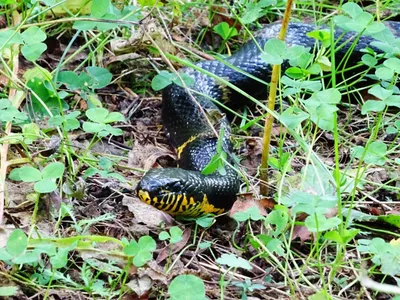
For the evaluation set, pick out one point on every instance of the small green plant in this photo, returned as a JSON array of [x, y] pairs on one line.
[[69, 122], [141, 251], [218, 161], [45, 180], [100, 119], [174, 236], [224, 31], [105, 171], [247, 286], [187, 287]]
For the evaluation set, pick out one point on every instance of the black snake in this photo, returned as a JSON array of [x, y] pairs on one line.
[[184, 190]]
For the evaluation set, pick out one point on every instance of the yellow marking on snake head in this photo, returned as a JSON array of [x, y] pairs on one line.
[[145, 197], [181, 147]]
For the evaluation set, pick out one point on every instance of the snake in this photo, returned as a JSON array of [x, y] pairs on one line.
[[192, 120]]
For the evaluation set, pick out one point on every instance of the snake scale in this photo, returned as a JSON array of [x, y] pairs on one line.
[[185, 190]]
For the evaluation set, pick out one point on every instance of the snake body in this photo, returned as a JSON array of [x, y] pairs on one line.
[[186, 119]]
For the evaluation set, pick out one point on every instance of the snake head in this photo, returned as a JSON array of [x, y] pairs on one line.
[[159, 183]]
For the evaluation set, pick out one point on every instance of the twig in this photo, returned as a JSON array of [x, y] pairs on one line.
[[16, 19], [271, 104]]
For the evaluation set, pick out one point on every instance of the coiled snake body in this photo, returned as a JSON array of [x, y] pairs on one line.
[[184, 190]]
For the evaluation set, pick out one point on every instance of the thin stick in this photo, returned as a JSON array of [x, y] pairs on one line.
[[16, 100], [276, 69]]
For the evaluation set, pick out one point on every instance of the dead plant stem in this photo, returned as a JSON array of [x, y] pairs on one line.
[[271, 104]]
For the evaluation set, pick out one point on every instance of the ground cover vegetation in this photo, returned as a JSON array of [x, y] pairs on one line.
[[80, 124]]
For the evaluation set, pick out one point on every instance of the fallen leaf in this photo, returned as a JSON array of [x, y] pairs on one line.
[[167, 251], [145, 157], [244, 205]]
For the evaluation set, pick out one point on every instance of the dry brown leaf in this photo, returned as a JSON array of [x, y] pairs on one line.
[[167, 251], [243, 205], [145, 213]]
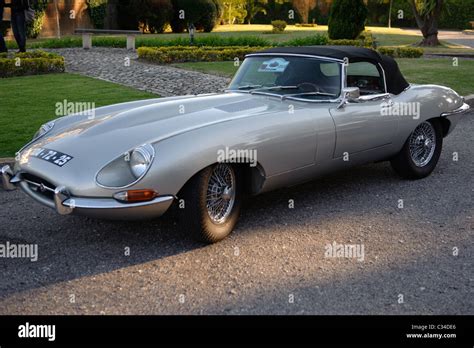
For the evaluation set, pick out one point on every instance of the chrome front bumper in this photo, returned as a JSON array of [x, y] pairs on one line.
[[106, 208]]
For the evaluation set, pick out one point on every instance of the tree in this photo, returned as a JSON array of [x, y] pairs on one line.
[[253, 7], [427, 14], [202, 13], [304, 7], [347, 19], [234, 10]]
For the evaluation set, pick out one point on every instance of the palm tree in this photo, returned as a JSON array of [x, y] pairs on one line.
[[427, 13]]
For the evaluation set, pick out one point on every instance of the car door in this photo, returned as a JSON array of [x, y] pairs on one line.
[[362, 126]]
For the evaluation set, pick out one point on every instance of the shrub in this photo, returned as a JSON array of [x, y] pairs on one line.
[[31, 63], [314, 40], [124, 19], [347, 19], [202, 13], [306, 25], [97, 10], [209, 18], [401, 52], [345, 42], [166, 55], [4, 27], [365, 39], [278, 26], [33, 29], [388, 51], [457, 15], [316, 15]]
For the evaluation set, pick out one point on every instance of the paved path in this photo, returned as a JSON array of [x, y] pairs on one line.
[[455, 37], [110, 64]]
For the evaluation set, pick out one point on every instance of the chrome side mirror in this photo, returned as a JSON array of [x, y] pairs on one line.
[[349, 94]]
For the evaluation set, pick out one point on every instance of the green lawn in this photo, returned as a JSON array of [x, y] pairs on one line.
[[28, 102], [436, 71]]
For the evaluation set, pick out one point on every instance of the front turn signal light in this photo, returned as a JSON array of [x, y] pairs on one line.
[[135, 196]]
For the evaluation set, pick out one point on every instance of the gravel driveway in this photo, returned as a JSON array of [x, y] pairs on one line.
[[275, 261]]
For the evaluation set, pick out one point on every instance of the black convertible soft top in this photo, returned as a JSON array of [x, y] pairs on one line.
[[396, 83]]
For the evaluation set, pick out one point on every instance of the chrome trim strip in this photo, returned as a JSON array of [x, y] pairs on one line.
[[60, 196], [7, 175], [294, 55], [384, 77], [31, 142], [464, 108], [37, 197], [108, 203]]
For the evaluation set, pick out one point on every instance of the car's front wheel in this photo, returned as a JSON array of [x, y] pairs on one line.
[[212, 201], [421, 152]]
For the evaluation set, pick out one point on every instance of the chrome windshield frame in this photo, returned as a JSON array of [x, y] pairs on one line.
[[283, 97]]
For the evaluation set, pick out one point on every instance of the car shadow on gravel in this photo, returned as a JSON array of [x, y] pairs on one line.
[[74, 247]]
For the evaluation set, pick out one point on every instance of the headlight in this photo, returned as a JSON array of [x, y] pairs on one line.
[[140, 160], [44, 129]]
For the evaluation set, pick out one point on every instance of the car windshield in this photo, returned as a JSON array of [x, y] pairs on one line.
[[289, 77]]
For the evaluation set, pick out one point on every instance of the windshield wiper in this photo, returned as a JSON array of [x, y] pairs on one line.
[[249, 87], [309, 94], [272, 88]]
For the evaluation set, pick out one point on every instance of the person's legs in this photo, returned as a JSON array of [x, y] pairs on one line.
[[19, 29], [3, 46]]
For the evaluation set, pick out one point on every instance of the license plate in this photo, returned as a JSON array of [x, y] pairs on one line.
[[55, 157]]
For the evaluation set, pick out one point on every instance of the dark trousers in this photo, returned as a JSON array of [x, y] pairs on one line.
[[3, 46], [19, 29]]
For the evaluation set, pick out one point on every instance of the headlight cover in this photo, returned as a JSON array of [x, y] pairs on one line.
[[127, 169], [44, 129], [140, 160]]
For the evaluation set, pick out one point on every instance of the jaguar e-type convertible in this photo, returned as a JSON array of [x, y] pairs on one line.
[[288, 116]]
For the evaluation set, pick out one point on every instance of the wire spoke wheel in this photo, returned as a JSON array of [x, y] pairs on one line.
[[221, 193], [422, 144]]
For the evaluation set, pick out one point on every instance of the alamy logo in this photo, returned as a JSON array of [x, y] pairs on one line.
[[19, 251], [75, 108], [229, 155], [37, 331], [410, 109], [349, 251]]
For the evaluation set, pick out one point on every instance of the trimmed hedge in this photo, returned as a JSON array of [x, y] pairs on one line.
[[178, 54], [401, 52], [278, 26], [314, 40], [365, 39], [346, 19], [202, 13], [30, 63]]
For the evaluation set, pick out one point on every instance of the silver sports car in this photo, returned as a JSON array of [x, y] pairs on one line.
[[289, 116]]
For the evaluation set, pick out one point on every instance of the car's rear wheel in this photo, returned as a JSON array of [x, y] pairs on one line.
[[212, 201], [421, 152]]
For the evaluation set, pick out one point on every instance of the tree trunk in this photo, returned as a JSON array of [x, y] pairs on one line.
[[58, 26], [390, 14], [428, 24], [430, 33]]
☆ ☆ ☆
SHORT EXERCISE: Copy every line from the start of the records through the line containing "286], [187, 287]]", requests included, and add 38 to each coordinate in the answers. Leave out the pictures.

THE COMPLETED TASK:
For the evaluation set, pick out one point on every instance of the small green plant in this photo, returned as a JSON array of [x, y] pairs on one line.
[[107, 160], [179, 289], [256, 199], [83, 218], [138, 157], [212, 274], [262, 69], [143, 209], [285, 324], [225, 325]]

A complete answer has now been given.